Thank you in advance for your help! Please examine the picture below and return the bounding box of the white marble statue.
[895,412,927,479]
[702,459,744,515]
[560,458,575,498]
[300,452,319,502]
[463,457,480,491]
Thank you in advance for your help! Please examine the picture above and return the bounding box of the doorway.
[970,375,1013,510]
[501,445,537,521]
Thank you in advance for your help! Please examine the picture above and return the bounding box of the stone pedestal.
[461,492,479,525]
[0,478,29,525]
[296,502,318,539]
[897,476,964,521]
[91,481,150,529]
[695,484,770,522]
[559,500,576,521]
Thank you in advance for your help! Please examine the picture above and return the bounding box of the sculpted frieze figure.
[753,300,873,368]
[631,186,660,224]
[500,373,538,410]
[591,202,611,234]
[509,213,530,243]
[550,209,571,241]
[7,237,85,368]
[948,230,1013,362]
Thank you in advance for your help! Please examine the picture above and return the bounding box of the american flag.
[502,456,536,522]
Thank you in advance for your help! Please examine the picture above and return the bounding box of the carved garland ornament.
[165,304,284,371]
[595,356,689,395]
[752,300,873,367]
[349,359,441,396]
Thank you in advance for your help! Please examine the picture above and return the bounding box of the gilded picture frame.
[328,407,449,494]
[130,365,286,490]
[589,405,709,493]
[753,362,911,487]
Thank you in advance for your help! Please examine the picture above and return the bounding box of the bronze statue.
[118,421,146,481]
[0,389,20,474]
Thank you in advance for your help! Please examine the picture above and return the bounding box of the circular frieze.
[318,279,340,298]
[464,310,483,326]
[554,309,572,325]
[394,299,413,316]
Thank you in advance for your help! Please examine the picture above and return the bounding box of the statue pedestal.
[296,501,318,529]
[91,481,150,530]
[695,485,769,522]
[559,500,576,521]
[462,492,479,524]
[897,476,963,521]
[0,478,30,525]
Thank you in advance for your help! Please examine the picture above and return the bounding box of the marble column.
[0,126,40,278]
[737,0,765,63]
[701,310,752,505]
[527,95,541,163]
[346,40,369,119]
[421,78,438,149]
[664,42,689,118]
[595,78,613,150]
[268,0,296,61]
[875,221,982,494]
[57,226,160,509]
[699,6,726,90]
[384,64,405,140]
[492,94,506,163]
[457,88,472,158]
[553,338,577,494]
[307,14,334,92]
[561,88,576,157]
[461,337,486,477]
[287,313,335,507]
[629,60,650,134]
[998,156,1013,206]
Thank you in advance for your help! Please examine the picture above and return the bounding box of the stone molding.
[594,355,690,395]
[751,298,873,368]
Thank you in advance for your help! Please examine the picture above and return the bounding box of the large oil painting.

▶ _Exercise details_
Output the full listing above without altering a single word.

▶ _Written response_
Thank you in advance for your help! Please examine the picture below and return the bounding box of the white marble statue.
[895,412,927,479]
[702,459,744,515]
[560,458,575,498]
[300,452,319,502]
[463,457,480,491]
Thank you in advance for your help! Please examine the picture above and return the bounding box of the doorway.
[970,375,1013,510]
[501,445,537,521]
Thank you in advance for your help! Please examine the picture above and return the bounding box of the stone pedestal.
[461,492,479,525]
[0,478,29,525]
[296,502,318,539]
[897,476,964,521]
[91,481,150,529]
[695,484,770,522]
[559,500,576,521]
Thank you in advance for your help! Please examine the picture above and return the bounding box of the sculpted frieze figure.
[753,300,873,368]
[631,186,660,224]
[500,373,538,410]
[591,202,611,234]
[509,213,530,243]
[550,209,571,241]
[7,237,85,368]
[948,230,1013,362]
Thank you in advance for your help! Please examine the picture above and return the bounding box of the american flag.
[502,456,536,522]
Thank you in advance for your help! Please examine the picture above and return the bounding box of the carved garland ornament.
[165,304,284,371]
[595,356,689,395]
[752,300,873,367]
[349,359,441,396]
Thank you in advance for your help! Please examine the picture above and return the bounding box of the gilded picture frame.
[328,407,449,494]
[130,365,286,490]
[589,405,709,493]
[753,362,911,487]
Thank you in advance for your help! Please examine the picture above and return the bounding box of the bronze statue.
[118,421,146,481]
[0,389,20,474]
Thank you in advance for your help! Please examine the picture above and return the bounding box of the circular frieze.
[318,279,340,298]
[464,310,483,326]
[554,309,572,325]
[394,299,413,316]
Thank you in advance for your help! Please examine the picture above and return the bounding box of the statue pedestal.
[296,501,318,529]
[91,481,150,530]
[695,485,769,522]
[559,500,576,521]
[462,492,479,524]
[897,476,963,521]
[0,478,30,525]
Thank you in advance for your help! Please examine the picture above and return the bounding box of the marble column.
[0,126,40,278]
[737,0,765,63]
[701,310,752,505]
[527,95,541,163]
[346,40,369,119]
[421,78,438,149]
[664,42,689,118]
[595,78,613,150]
[268,0,296,61]
[875,221,982,494]
[57,226,160,509]
[699,6,726,90]
[384,64,405,140]
[492,94,506,163]
[457,88,472,158]
[553,338,577,494]
[307,14,334,92]
[561,88,576,157]
[461,337,486,477]
[287,313,335,507]
[629,60,650,134]
[998,156,1013,206]
Thank you in advance for your help! Please examine the picture above and return the bounding box of the stone molding.
[594,355,690,395]
[751,298,873,368]
Thank you in advance for your help! Please examine the picture above and return the bounding box of the large oil painting.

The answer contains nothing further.